== WORK TO DO ==
Rewrite every line from the start of the records through the line containing "137], [14, 134]]", inclusive, with requests included and unchanged, but multiply each coordinate in the answers by 1.2 and round to whole numbers, rounding halves up. Leave out the pictures and return only those lines.

== RECORDS TO PROCESS ==
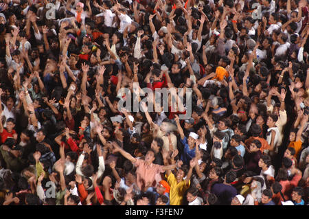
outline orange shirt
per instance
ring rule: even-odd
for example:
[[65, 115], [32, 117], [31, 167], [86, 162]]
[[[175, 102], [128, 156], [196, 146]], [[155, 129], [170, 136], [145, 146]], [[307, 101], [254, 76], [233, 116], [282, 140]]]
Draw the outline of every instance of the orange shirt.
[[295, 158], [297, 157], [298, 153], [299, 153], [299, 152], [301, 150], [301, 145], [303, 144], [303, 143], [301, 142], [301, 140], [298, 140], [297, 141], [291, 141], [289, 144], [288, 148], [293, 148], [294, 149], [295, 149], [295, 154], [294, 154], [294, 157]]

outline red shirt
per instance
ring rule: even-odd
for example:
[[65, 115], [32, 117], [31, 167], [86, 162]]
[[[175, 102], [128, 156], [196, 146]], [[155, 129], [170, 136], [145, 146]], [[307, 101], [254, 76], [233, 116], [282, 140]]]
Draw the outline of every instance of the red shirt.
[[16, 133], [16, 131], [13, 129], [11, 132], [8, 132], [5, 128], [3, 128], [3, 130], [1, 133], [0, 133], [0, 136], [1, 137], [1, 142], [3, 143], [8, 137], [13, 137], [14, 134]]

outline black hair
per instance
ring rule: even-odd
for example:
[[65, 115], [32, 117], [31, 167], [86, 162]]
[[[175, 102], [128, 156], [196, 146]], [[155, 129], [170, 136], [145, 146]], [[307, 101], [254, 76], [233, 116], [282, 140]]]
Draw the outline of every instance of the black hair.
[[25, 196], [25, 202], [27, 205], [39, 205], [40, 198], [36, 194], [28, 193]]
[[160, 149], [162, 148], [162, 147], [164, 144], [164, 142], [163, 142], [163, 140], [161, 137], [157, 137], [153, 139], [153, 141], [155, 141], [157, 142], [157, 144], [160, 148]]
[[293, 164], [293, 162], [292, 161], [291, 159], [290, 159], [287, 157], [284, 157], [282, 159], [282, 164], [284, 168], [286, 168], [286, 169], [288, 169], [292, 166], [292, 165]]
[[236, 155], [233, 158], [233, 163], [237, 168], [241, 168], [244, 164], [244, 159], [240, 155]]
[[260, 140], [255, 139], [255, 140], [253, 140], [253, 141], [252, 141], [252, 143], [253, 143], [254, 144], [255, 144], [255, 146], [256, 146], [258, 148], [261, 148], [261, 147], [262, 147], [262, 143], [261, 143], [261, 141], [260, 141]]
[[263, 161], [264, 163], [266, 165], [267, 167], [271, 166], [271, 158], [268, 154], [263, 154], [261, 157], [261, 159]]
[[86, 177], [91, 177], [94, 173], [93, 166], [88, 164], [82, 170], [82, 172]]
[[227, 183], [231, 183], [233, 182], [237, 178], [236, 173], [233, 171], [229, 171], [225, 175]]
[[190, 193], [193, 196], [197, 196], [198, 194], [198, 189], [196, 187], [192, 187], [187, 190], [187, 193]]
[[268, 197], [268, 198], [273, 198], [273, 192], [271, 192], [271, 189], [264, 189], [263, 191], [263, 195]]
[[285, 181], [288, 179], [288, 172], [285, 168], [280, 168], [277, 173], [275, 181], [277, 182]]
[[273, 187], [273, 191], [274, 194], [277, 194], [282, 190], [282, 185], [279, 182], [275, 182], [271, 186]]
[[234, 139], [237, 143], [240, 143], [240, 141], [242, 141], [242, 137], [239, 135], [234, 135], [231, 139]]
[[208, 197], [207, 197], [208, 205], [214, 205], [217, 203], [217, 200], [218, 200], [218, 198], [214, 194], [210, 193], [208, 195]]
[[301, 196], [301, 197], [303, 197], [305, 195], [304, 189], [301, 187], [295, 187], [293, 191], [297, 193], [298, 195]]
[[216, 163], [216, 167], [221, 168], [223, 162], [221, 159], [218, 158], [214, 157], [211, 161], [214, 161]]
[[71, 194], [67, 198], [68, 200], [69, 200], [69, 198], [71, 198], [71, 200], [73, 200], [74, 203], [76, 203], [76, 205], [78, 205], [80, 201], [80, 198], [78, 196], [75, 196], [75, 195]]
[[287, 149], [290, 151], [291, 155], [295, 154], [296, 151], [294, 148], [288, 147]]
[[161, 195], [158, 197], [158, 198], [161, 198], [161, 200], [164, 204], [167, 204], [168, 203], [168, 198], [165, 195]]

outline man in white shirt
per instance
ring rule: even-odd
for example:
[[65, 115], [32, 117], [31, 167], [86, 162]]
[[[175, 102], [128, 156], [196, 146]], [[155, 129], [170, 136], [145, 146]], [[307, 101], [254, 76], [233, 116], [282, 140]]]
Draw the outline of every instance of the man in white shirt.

== ANSWER IN FULL ==
outline orange shirt
per instance
ring rule: even-odd
for example:
[[65, 115], [32, 117], [31, 167], [86, 162]]
[[[175, 102], [128, 156], [196, 146]], [[155, 129], [170, 136], [145, 146]], [[307, 101], [254, 76], [233, 116], [282, 140]]]
Draw the outline of every instance of the orange shirt.
[[354, 190], [356, 188], [358, 184], [359, 184], [359, 182], [361, 180], [361, 174], [364, 173], [364, 172], [361, 170], [361, 168], [358, 168], [356, 169], [349, 169], [347, 173], [346, 178], [352, 178], [353, 179], [354, 179], [354, 185], [353, 185], [353, 188]]

outline red shirt
per instance
ring rule: even-odd
for example:
[[65, 115], [32, 117], [31, 167], [86, 162]]
[[[175, 102], [128, 156], [196, 146]], [[155, 129], [170, 136], [145, 146]], [[307, 101], [254, 76], [233, 116], [282, 140]]]
Draw the outline of every instance of the red shirt.
[[19, 160], [19, 157], [16, 155], [13, 158], [10, 158], [6, 154], [4, 154], [4, 156], [1, 160], [0, 160], [0, 163], [1, 164], [1, 170], [4, 172], [10, 164], [16, 164], [17, 161]]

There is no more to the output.